[Records drawn from a data source]
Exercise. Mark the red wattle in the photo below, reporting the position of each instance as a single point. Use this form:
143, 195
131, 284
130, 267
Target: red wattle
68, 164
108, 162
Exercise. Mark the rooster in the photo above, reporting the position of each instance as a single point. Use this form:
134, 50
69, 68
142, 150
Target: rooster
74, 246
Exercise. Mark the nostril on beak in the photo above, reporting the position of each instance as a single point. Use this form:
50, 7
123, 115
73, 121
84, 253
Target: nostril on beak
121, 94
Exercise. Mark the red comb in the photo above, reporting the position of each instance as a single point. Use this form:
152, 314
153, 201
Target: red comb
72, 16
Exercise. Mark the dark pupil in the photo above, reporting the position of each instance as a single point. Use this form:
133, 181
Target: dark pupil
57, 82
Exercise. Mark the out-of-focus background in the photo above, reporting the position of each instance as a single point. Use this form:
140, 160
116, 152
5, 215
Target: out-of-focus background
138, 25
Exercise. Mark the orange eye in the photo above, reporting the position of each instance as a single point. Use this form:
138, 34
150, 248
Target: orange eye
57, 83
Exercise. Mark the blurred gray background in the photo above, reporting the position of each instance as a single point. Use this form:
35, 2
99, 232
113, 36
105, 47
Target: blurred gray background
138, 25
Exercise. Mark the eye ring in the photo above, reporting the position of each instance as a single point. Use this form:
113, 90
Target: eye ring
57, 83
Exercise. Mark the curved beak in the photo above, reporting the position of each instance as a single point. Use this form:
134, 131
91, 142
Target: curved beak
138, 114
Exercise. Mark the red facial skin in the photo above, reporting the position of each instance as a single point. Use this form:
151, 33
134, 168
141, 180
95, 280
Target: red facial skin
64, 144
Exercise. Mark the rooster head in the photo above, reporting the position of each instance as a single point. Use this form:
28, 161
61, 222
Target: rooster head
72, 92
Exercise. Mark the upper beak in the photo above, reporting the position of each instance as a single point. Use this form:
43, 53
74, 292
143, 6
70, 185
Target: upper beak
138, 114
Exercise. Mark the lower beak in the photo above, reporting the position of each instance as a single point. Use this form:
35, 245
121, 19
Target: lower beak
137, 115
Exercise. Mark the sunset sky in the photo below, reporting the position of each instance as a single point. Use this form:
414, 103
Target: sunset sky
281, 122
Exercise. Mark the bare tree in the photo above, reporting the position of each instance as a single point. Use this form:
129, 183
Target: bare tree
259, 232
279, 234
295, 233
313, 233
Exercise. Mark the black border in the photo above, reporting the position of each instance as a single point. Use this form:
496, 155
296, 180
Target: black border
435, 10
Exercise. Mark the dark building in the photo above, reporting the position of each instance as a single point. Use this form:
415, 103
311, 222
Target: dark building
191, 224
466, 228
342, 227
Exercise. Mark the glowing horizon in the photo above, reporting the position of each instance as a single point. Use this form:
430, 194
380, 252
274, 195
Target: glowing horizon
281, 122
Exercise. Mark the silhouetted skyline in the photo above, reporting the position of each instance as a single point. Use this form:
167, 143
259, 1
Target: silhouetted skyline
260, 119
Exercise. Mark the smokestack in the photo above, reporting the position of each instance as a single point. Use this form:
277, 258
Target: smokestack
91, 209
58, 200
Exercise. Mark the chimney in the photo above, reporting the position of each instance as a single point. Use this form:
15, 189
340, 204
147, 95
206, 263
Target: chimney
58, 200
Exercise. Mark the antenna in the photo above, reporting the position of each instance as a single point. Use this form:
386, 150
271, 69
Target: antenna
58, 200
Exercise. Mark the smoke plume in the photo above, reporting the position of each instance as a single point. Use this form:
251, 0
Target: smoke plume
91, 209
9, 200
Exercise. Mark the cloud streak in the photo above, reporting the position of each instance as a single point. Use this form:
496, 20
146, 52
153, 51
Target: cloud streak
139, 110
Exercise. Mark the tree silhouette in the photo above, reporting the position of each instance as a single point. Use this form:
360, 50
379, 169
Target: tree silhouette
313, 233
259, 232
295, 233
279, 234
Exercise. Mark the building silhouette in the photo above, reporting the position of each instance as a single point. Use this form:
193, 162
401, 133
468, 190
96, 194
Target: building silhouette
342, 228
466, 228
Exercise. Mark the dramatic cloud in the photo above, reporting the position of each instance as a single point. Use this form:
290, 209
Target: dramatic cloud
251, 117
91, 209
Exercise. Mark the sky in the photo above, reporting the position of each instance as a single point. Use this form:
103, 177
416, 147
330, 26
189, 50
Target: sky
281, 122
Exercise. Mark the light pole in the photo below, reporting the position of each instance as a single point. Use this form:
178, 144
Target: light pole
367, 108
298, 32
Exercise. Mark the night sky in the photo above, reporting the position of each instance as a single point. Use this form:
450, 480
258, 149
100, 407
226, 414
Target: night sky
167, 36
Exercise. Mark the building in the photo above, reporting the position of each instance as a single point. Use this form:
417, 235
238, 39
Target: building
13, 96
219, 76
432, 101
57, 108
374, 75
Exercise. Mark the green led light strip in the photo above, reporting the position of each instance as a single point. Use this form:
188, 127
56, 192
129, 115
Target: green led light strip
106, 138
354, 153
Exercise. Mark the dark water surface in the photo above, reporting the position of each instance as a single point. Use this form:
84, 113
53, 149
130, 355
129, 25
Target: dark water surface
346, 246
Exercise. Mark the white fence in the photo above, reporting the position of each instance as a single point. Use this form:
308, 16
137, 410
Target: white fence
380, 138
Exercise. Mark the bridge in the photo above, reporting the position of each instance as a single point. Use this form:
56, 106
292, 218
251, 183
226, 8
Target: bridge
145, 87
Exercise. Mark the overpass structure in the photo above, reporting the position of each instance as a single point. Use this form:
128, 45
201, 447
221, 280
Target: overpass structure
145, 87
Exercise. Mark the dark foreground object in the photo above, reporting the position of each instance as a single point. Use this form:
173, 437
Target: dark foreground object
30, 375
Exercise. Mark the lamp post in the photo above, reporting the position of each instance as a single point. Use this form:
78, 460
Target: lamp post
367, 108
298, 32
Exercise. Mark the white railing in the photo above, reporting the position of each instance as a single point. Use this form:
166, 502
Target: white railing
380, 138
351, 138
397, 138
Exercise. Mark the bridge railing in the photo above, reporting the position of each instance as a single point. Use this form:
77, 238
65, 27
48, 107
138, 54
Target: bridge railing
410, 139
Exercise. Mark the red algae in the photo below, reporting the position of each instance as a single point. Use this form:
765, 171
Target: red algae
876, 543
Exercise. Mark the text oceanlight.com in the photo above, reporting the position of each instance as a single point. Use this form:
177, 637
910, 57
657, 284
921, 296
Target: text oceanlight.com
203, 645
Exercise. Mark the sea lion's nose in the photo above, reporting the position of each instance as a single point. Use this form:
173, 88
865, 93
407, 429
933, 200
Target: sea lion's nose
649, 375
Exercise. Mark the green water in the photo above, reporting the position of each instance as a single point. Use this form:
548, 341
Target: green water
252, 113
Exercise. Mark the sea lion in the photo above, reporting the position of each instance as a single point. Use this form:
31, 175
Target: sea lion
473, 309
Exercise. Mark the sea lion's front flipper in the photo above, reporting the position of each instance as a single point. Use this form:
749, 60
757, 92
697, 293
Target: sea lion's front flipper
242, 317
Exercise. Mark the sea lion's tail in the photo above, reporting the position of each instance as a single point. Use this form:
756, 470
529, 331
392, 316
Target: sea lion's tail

→ PROBLEM DETAILS:
Please render the entries from the line containing "Exercise. Mark the sea lion in" through the end of the entries as a JSON list of strings, one string per line, omitting blank lines.

→ OUTPUT:
[
  "Exercise. Mark the sea lion in the photo above, reporting the position of each instance as a single point. Use this form:",
  "31, 175",
  "Target: sea lion",
  "473, 309",
  "Exercise. Mark the sea lion's front flipper in the photo above, reporting the position of each instance as a single point. Use this form:",
  "749, 60",
  "757, 92",
  "697, 293",
  "Target: sea lion's front flipper",
  "242, 317",
  "Exercise. Mark the sea lion's tail in the photo above, reporting the position of each instance as a single point. Use this form:",
  "756, 470",
  "529, 331",
  "392, 316",
  "Target: sea lion's tail"
]